Below is a block of records; return all of them exactly, but without the images.

(Rows from a pointing dataset)
+-------+

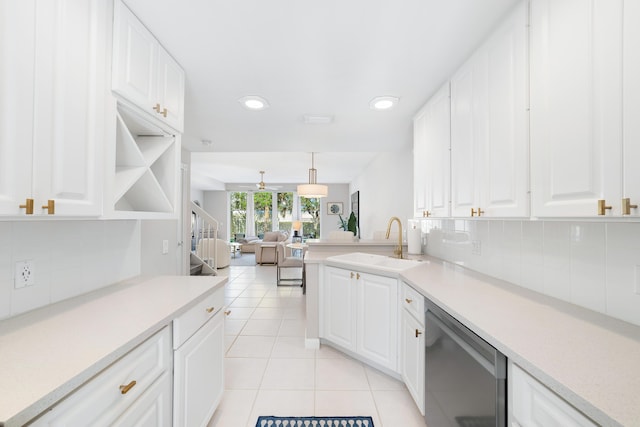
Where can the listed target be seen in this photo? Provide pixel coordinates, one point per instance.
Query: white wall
(595, 265)
(152, 234)
(216, 204)
(70, 258)
(386, 190)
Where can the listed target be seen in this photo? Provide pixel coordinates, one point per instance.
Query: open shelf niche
(146, 165)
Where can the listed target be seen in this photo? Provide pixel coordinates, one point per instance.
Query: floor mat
(271, 421)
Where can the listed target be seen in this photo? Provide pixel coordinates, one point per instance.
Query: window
(263, 212)
(238, 204)
(285, 211)
(310, 210)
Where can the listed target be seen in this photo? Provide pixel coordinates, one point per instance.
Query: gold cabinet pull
(125, 388)
(28, 206)
(627, 206)
(50, 207)
(602, 207)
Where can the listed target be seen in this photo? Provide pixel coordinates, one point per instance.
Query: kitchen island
(587, 358)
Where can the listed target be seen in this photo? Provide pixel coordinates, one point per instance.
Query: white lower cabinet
(199, 362)
(412, 350)
(134, 391)
(534, 405)
(359, 312)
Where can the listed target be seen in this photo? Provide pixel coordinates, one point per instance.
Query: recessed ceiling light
(253, 102)
(383, 102)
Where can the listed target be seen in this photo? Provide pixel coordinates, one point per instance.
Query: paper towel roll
(414, 240)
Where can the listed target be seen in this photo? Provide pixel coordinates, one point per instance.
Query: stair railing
(204, 226)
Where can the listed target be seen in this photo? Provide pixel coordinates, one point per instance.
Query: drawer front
(188, 323)
(413, 302)
(107, 396)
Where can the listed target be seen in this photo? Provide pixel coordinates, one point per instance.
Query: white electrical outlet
(24, 274)
(476, 247)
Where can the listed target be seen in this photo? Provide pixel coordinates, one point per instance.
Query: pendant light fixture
(312, 189)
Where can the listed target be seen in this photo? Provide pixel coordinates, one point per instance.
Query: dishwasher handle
(475, 354)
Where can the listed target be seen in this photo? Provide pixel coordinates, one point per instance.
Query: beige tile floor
(269, 372)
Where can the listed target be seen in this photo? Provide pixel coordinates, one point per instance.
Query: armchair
(205, 250)
(287, 262)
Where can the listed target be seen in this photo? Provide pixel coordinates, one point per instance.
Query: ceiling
(306, 57)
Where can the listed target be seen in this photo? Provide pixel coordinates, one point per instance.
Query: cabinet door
(468, 134)
(338, 308)
(199, 375)
(70, 98)
(152, 409)
(631, 106)
(171, 90)
(420, 170)
(534, 405)
(576, 101)
(437, 163)
(489, 128)
(17, 44)
(504, 173)
(412, 353)
(377, 321)
(135, 59)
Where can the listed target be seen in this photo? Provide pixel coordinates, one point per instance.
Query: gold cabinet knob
(50, 207)
(627, 206)
(602, 207)
(125, 388)
(28, 206)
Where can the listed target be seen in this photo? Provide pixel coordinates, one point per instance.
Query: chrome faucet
(398, 250)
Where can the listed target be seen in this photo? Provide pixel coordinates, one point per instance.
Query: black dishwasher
(465, 377)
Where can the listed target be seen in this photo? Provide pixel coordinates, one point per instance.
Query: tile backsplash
(70, 258)
(592, 264)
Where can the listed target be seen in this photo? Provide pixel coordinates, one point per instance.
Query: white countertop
(590, 359)
(47, 353)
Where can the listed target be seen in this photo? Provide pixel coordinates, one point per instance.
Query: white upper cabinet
(576, 106)
(143, 72)
(431, 156)
(631, 106)
(54, 76)
(489, 126)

+-------+

**THE RESULT**
Where can the listed target be seen in this photo? Provide pixel coordinates, one point per instance.
Query: white wall
(595, 265)
(152, 234)
(216, 204)
(70, 258)
(386, 190)
Where can the listed target be seen in this photo? Provide pixel coordinates, one point per instance.
Query: open shelf niche
(146, 165)
Where can the listed target be seen in this photo? Provide pixel coordinates, one point per instance.
Query: floor mat
(271, 421)
Where can the listed target be seen in this photo? Provide pixel coordinates, one point per instance.
Query: window
(263, 212)
(238, 204)
(285, 211)
(310, 210)
Where can the listed target be seen in this photo? Provide pixel coordinates, one point per instance.
Query: gold cabinet pull
(125, 388)
(28, 206)
(627, 206)
(50, 207)
(602, 207)
Where can the listed target be seen in this photo? Provide pixel coordinates, one point per instance.
Query: kitchen island
(587, 358)
Where can the listed target be seen in this photo? Provide pixel coordinates, one point per instance.
Query: white lower cabinet
(199, 362)
(412, 350)
(134, 391)
(534, 405)
(359, 312)
Where can the listed target be seen in this photo? Provide pixel coordinates, one point per instance.
Query: recessed ceiling light
(253, 102)
(383, 102)
Where can the listed target be seen in this photo? Provide pixel coordinates, one point per instance.
Query: paper towel roll
(414, 240)
Where can the listed target be seen in this photo? Provide pixel coordinates, one point per instance.
Query: stair railing
(204, 226)
Where can the listed target be seen in this photo? Provide pixel coordinates, one point per instance.
Query: drawer front
(188, 323)
(413, 302)
(107, 396)
Where can the listed target be seen in this photo? Provide pixel coordinates, one point per instance.
Query: white electrical outlet
(24, 274)
(476, 247)
Where can the listed target be seen in this photo? Provide pixel coordinates, one point per instance.
Query: pendant light fixture
(312, 189)
Where can the listed target be seen in this photo? Provide pixel coordinates, one point per instance.
Query: dishwasher handle
(475, 354)
Where can the listed target be seen in this photo? Provide pixel coordinates, one point per instance.
Query: beige tile floor
(269, 372)
Where can the listed target be seen in this photo? Provide pixel coordinates, one point per instance.
Query: armchair
(205, 250)
(287, 262)
Where can the listed target be seen in this photo? Provide pixel coordinates, one point per instance.
Query: ceiling
(306, 57)
Where can the listed target be seen in this photo? Provide pixel coordinates, one point per instance.
Query: cabinet door
(468, 134)
(338, 308)
(199, 375)
(70, 98)
(152, 409)
(631, 106)
(171, 90)
(420, 170)
(534, 405)
(576, 101)
(437, 163)
(489, 128)
(17, 44)
(504, 173)
(412, 353)
(377, 321)
(135, 59)
Where can the listed target be seen in this photo? Provide pixel coordinates, one point per instance.
Query: gold cabinet knob
(50, 207)
(627, 206)
(602, 207)
(125, 388)
(28, 206)
Where can the listed target be seen in this photo? Provide pixel coordinates, one point per instance.
Query: chrome faucet
(398, 250)
Where can the listed target be seen in this photo? Provide pixel coordinates, one point per instance.
Query: black dishwasher
(465, 377)
Where can the listed target be seen in this photo? Provide pixel coordinates, one point per instance.
Query: tile backsplash
(70, 258)
(592, 264)
Where can the listed target be seen in this photo? Provide pixel coordinates, one point per instance.
Query: white countertop
(590, 359)
(47, 353)
Where can the listed target be seen in this photo? Provide pixel coordinates, one point per instance.
Query: white upper cabinet
(576, 106)
(143, 72)
(431, 156)
(631, 106)
(54, 76)
(489, 126)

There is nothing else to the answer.